### Extract to read

Dog sitter

Question:

What should I know about hiring a dog sitter?

Answer:

Hiring a dog sitter should be undertaken as seriously as researching a sitter for your children. After all, that person will be responsible for your dog’s welfare in case of an emergency and will have a direct effect on your dog’s health and emotional well-being when you’re not there.

The best way to find a dog sitter is through a referral from a trusted veterinarian, pet professional, or a friend or family member who has a sitter they know and like. If you can’t get a personal recommendation, check the website for Pet Sitters International, a well-respected professional organization for pet sitters. The site has a search feature by zip code.

Before you meet with any potential candidate, have a phone chat. Ask a few basic questions about qualifications, experience, fees, and availability for your specified dates. (Don’t be surprised if you can’t find a sitter last-minute, as most are booked at least two weeks ahead.) If you want someone to stay at your home, as opposed to stopping by a few times daily, ask whether that service is offered. And be sure to ask for local references.

The next step is to meet the potential sitter in person, as you want to see how she will interact with your dog (and vice-versa). Do you get a positive feeling about the person? Do you like the way she interacts with your dog? Does your dog seem to like her? Above all, go with your instincts. If you feel uncomfortable or hesitant for any reason, keep looking.

This is also the time to discuss specifics. If your dog has special needs as far as medical conditions or other care, does the sitter have experience in that area? If the person will not be staying overnight at your home, how many times per day will she stop by and how much time will she spend during each visit? Would you like her to take your dog for a walk, or simply feed, water, and spend time in the home keeping your dog company?

### Material provided
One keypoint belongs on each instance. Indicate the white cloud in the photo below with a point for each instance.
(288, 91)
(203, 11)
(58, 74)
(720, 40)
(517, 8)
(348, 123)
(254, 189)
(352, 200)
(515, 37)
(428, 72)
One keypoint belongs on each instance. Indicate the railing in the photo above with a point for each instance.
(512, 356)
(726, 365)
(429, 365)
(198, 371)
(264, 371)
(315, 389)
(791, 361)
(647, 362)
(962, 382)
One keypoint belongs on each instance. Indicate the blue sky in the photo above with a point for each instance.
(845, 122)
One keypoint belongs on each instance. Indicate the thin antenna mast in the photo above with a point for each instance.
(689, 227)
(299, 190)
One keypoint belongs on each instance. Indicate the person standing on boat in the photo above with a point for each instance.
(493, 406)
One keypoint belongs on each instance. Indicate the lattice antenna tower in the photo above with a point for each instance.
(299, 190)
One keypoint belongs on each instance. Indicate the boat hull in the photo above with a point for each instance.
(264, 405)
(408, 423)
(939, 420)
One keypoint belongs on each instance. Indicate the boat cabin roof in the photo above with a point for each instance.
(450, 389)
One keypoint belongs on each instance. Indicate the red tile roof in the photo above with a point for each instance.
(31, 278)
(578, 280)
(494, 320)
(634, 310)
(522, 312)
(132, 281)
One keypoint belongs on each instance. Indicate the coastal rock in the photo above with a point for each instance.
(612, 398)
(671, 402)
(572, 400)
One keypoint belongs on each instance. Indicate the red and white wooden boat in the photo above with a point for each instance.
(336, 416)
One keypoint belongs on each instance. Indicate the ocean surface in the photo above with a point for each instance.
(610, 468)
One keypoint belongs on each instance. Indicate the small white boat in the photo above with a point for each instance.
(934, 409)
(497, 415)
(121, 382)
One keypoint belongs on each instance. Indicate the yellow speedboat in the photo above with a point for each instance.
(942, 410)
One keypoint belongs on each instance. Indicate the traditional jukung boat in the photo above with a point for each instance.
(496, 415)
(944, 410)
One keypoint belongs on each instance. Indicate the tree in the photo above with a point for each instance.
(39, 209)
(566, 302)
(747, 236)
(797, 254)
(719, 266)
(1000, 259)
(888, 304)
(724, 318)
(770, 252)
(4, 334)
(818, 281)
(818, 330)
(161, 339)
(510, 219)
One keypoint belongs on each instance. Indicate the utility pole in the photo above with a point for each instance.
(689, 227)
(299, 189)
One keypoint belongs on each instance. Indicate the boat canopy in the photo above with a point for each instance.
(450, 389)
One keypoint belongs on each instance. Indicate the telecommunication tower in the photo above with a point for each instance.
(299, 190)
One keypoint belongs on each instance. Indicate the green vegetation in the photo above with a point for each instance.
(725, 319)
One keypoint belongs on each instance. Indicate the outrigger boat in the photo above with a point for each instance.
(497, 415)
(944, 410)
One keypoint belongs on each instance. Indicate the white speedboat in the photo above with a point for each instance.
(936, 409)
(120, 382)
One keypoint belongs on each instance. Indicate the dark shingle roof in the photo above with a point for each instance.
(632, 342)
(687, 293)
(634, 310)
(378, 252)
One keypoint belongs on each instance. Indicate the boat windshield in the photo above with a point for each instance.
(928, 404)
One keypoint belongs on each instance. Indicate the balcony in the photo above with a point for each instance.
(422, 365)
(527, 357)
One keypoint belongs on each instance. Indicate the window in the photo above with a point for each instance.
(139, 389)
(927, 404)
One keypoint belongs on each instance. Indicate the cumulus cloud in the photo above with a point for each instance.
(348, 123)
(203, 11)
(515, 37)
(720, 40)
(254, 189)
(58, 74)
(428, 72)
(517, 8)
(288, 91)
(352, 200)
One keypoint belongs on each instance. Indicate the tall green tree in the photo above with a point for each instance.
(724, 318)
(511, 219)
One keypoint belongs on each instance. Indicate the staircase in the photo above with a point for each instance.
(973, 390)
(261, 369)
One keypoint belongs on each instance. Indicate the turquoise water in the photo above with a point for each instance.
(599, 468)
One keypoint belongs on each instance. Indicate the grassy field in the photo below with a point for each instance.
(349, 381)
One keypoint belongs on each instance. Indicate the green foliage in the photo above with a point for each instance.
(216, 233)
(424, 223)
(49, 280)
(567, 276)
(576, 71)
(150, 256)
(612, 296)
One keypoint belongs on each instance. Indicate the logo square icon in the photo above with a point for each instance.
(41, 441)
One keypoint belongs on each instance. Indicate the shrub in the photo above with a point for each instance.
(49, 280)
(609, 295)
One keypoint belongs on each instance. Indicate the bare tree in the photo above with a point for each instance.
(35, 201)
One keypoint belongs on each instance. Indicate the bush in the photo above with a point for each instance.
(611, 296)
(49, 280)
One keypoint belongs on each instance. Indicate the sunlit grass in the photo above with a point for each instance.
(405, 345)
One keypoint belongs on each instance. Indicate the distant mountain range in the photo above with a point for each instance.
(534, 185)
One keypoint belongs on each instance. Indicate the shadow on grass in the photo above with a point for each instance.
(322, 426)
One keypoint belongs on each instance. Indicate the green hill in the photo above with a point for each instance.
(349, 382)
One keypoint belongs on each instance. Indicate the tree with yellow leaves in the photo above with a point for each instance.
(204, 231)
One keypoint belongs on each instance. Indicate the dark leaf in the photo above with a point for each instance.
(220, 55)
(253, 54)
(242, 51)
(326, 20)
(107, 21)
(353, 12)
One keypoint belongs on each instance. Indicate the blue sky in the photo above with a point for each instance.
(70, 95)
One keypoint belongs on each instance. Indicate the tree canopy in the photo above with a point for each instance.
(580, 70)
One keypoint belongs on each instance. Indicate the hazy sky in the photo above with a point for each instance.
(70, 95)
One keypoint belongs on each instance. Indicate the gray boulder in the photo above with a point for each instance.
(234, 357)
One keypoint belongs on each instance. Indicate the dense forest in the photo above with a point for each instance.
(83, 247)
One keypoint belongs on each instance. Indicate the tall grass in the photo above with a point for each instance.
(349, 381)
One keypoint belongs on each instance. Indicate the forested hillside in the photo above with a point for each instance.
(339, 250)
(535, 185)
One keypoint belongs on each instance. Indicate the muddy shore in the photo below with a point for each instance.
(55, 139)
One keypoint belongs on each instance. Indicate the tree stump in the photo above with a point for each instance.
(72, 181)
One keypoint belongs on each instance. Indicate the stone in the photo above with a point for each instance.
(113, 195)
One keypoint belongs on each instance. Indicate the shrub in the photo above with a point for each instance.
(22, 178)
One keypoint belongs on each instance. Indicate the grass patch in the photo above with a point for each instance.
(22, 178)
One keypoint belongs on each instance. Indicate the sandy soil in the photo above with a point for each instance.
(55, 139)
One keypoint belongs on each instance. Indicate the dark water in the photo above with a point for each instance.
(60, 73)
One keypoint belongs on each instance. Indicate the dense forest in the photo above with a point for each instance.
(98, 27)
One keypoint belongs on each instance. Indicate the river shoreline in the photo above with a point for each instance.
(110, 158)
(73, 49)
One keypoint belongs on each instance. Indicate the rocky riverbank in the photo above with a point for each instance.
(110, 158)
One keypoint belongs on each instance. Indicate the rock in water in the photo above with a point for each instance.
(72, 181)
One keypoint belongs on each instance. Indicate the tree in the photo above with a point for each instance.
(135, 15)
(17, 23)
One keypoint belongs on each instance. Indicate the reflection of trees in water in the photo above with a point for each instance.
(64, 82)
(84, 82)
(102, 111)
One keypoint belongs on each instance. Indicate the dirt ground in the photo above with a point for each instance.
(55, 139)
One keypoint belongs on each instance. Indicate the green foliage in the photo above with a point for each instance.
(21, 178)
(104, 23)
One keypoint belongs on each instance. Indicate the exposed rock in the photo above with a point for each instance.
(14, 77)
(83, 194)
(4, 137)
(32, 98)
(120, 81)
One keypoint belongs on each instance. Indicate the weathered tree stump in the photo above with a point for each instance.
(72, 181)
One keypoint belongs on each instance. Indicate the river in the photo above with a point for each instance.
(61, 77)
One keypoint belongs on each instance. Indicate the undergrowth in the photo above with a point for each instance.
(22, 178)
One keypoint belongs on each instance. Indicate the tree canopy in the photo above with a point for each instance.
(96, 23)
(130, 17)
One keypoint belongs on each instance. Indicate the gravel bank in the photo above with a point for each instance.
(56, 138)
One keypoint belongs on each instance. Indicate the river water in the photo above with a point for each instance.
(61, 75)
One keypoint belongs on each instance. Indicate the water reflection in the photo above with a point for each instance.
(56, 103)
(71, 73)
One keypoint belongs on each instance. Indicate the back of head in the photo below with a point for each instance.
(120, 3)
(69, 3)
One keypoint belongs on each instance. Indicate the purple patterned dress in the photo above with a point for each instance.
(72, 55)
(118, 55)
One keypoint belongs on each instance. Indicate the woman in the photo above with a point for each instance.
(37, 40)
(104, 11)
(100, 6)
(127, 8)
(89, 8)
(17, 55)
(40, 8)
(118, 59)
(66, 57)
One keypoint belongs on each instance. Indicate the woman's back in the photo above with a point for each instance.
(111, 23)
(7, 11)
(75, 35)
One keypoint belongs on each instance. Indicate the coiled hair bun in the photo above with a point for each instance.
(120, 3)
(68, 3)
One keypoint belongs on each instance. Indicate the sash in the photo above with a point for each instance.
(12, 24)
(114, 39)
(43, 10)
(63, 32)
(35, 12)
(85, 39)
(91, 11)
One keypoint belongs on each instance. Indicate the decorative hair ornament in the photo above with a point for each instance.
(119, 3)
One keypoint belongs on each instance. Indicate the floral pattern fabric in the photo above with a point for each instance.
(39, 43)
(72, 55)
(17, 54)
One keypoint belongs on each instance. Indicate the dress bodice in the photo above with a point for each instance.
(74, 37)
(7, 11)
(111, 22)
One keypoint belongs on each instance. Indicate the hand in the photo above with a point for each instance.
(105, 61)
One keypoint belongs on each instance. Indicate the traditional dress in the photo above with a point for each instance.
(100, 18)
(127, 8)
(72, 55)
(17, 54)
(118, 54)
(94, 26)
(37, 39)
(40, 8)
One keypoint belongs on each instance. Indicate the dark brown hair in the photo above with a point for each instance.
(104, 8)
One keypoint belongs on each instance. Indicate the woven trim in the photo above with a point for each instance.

### Task set
(1) In the text on hiring a dog sitter, how far ahead are most sitters booked?
(2) From the text on hiring a dog sitter, extract everything from "Hiring a dog sitter should" down to "you’re not there.".

### Task answers
(1) At least two weeks ahead.

(2)
Hiring a dog sitter should be undertaken as seriously as researching a sitter for your children. After all, that person will be responsible for your dog’s welfare in case of an emergency and will have a direct effect on your dog’s health and emotional well-being when you’re not there.